**Directions**
Each line below should be retyped exactly, with no pictures.

**Extracted material**
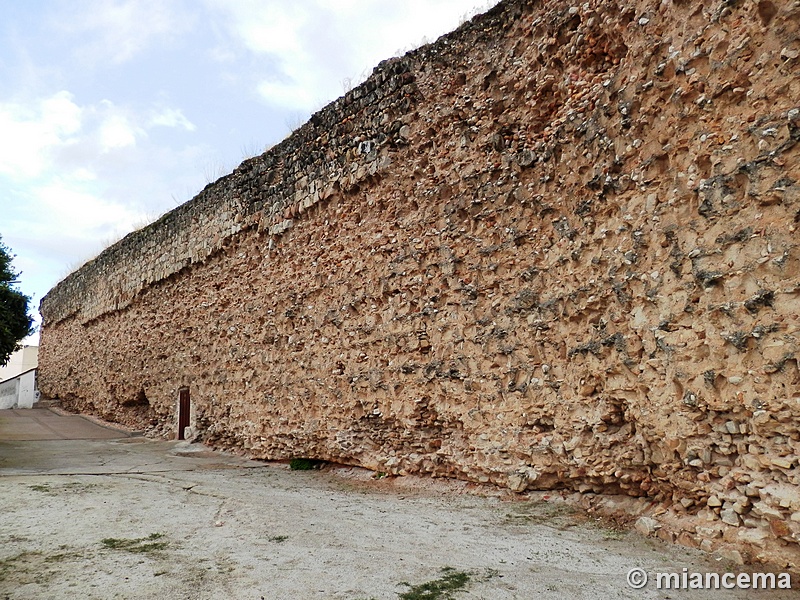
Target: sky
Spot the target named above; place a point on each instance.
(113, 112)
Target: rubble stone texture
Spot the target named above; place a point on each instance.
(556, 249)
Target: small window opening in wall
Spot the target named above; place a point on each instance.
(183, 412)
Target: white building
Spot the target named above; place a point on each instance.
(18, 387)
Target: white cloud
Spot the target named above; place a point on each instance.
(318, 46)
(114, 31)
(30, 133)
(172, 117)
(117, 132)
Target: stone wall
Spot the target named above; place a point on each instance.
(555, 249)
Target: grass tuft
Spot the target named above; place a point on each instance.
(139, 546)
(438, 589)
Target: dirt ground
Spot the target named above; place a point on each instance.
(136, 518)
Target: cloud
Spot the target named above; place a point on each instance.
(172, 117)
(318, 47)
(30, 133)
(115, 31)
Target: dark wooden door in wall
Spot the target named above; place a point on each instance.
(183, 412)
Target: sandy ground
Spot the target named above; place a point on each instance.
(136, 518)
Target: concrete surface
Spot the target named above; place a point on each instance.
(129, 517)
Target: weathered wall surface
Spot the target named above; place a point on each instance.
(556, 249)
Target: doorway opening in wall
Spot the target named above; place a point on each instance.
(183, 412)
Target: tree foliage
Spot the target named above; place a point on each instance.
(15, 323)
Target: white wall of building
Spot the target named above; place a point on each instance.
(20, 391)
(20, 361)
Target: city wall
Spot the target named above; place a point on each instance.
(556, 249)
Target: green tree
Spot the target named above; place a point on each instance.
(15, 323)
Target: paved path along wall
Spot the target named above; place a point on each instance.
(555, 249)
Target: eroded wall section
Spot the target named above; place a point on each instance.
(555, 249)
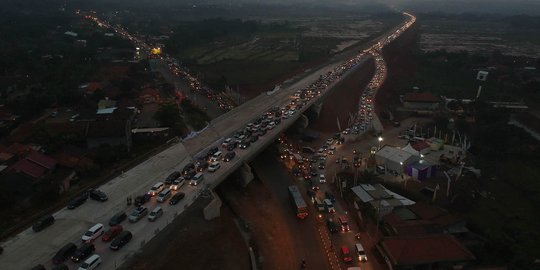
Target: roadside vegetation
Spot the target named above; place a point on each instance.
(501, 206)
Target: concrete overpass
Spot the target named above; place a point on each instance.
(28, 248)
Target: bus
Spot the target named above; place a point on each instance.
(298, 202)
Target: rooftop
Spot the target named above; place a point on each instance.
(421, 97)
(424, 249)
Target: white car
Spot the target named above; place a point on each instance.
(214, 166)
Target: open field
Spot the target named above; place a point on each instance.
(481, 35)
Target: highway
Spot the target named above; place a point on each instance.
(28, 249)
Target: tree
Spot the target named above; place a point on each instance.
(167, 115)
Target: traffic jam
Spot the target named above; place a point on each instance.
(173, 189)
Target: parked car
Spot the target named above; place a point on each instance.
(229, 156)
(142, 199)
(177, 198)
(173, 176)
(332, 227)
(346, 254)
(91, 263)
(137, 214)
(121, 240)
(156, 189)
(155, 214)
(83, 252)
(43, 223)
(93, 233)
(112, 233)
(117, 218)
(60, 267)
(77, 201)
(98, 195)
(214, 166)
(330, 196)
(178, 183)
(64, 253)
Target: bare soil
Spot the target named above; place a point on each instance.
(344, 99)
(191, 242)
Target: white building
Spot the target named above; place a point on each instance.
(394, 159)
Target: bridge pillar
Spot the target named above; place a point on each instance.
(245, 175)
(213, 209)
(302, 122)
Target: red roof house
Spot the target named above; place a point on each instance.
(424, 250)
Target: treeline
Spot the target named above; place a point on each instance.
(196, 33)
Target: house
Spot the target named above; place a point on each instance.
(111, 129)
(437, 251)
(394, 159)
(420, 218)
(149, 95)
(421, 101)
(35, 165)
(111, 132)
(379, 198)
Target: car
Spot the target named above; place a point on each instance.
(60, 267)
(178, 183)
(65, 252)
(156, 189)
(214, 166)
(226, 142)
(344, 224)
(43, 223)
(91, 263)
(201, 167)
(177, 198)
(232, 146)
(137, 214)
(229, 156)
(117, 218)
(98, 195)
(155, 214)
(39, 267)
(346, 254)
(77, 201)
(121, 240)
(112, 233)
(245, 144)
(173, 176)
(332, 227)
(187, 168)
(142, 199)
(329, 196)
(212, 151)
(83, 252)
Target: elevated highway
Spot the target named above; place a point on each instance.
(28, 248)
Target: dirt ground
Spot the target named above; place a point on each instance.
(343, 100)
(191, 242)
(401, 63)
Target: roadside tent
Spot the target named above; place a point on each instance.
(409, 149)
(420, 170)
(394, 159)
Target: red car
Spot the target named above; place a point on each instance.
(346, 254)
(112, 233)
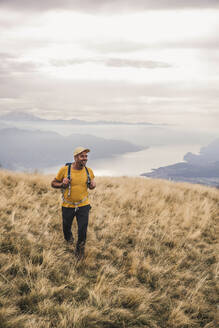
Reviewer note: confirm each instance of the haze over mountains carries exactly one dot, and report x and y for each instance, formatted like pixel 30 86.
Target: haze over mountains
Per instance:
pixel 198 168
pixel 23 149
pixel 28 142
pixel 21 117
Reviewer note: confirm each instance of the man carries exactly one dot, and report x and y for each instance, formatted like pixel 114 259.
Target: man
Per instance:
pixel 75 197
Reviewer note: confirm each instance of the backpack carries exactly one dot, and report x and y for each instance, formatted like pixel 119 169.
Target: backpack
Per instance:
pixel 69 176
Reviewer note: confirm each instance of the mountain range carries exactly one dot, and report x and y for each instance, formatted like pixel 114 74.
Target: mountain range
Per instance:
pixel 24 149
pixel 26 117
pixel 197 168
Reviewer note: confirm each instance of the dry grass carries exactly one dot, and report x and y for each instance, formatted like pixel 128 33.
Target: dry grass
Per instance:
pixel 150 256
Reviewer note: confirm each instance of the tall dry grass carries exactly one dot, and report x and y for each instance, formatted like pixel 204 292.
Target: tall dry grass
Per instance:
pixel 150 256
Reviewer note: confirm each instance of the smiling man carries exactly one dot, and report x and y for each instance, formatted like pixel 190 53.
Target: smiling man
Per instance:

**Result**
Target: sky
Spot the target named above; place a point on each instance.
(113, 112)
Target: rubble stone texture
Spot the target named above; place a point on each instance.
(556, 249)
Target: small window opening in wall
Spot the target named above; place a point on each instance.
(183, 412)
Target: white building
Spot the target named above; place a point on each instance.
(18, 387)
Target: white cloud
Spot the target named above; place a point on each instance.
(318, 46)
(114, 31)
(30, 133)
(172, 117)
(117, 132)
Target: stone wall
Spot the target named above; place a point on each instance.
(555, 249)
Target: grass tuft
Spot the target named above; place a point on each instance.
(139, 546)
(438, 589)
Target: dirt ground
Spot the target named above; place a point on each instance.
(136, 518)
Target: cloud
Spot the target named above; place a point on each instance.
(172, 117)
(318, 47)
(30, 133)
(115, 31)
Target: dark wooden door in wall
Spot the target named above; place a point on each instance.
(183, 412)
Target: sandy ground
Spot the target named above; place a point on each instance.
(136, 518)
Target: concrete surface
Spot the target named above; place a point on each instance.
(129, 517)
Target: weathered wall surface
Spot the target named above; place a point on each instance.
(556, 249)
Target: doorway opening in wall
Spot the target named above; place a point on each instance.
(183, 412)
Target: tree foliage
Spot the target named above; place a point on each instance.
(15, 323)
Target: white wall of building
Spot the target named above; place a point on each instance.
(20, 391)
(20, 361)
Target: city wall
Spot the target named above; place a point on each instance.
(556, 249)
Target: green tree
Spot the target named above; place a point on each instance.
(15, 323)
Target: paved path along wall
Spot the target named above; place a point on each instance.
(555, 249)
Target: eroded wall section
Spot the target named above; place a point on each instance.
(555, 249)
Target: roadside vegetation
Spot the target named above; place a point on each instance.
(501, 206)
Target: concrete overpass
Spot the target named above; place a point on each instance.
(28, 248)
Target: bus
Spot the target named above; place a point on each instance.
(298, 202)
Target: rooftop
Spot the target named above; place a point on each instance.
(421, 97)
(424, 249)
Target: white car
Spot the target named above; place a point on each instance.
(214, 166)
Target: open field
Spot the target named above; place a point on each instance.
(481, 35)
Target: highway
Spot the target named above; place a point on each instance.
(28, 249)
Target: tree
Spot the target named above; place a point on each instance.
(167, 115)
Target: traffic jam
Spot the target named above; place a point on each instance.
(173, 189)
Target: parked car
Spot the target named above; place a point on each instance.
(229, 156)
(142, 199)
(177, 198)
(173, 176)
(332, 227)
(346, 254)
(91, 263)
(137, 214)
(121, 240)
(156, 189)
(155, 214)
(83, 252)
(43, 223)
(93, 233)
(112, 233)
(117, 218)
(60, 267)
(77, 201)
(98, 195)
(214, 166)
(330, 196)
(178, 183)
(64, 253)
Target: bare soil
Spot the target named above; place a point on each instance.
(344, 99)
(191, 242)
Target: white building
Spot the target named above; place a point on each instance.
(394, 159)
Target: bridge pillar
Spot the target named above; place a point on each instance.
(245, 175)
(213, 209)
(302, 122)
Target: red roof house
Spot the target named above; place a point on each instance.
(424, 250)
Target: treeline
Spot the target named above; place a point on each instance.
(196, 33)
Target: house
Spot the target named above; place a point on each instance.
(111, 129)
(437, 251)
(394, 159)
(420, 218)
(149, 95)
(421, 101)
(35, 165)
(111, 132)
(379, 198)
Target: car
Spot the target named above; place a point on each instance.
(60, 267)
(178, 183)
(65, 252)
(156, 189)
(214, 166)
(226, 142)
(344, 224)
(43, 223)
(91, 263)
(201, 167)
(177, 198)
(232, 146)
(137, 214)
(229, 156)
(117, 218)
(98, 195)
(155, 214)
(39, 267)
(346, 254)
(77, 201)
(121, 240)
(112, 233)
(245, 144)
(173, 176)
(332, 227)
(187, 168)
(142, 199)
(329, 196)
(212, 151)
(83, 252)
Target: elevated highway
Spot the target named above; place a point on each instance.
(28, 248)
Target: dirt ground
Spot the target named above; place a point on each instance.
(343, 100)
(191, 242)
(401, 63)
Target: roadside tent
Spot the target named above; place a point on each instance.
(409, 149)
(420, 170)
(394, 159)
Target: red car
Spot the target named above; place a point on each instance.
(346, 254)
(112, 233)
Reviewer note: confirm each instance of the haze over mountains carries exactly one dot, and report x and y for each instance, formatted like pixel 30 86.
Target: haze over mountains
Per instance:
pixel 198 168
pixel 23 149
pixel 28 142
pixel 21 117
Reviewer note: confirm each instance of the man carries exactly one dot, and report x and y for each instance, formatted like pixel 114 259.
Target: man
Per instance:
pixel 75 197
Reviewer note: confirm each instance of the backpack carries exactly one dot, and report x and y for each instance, formatted like pixel 119 169.
Target: backpack
Per instance:
pixel 69 176
Reviewer note: confirm each instance of the mountain range carries exactly one dot, and report x and y for each instance, formatted like pixel 114 74.
Target: mountain range
Per instance:
pixel 24 149
pixel 26 117
pixel 197 168
Reviewer note: confirm each instance of the dry grass carries exactly one dot, and report x and y for each instance, formatted like pixel 128 33.
Target: dry grass
Per instance:
pixel 150 256
Reviewer note: confirm each instance of the tall dry grass carries exactly one dot, and report x and y for each instance, formatted like pixel 204 292.
Target: tall dry grass
Per instance:
pixel 150 256
Reviewer note: confirm each instance of the smiling man carries exactly one dot, and report x and y for each instance, formatted like pixel 190 53.
Target: smiling man
Per instance:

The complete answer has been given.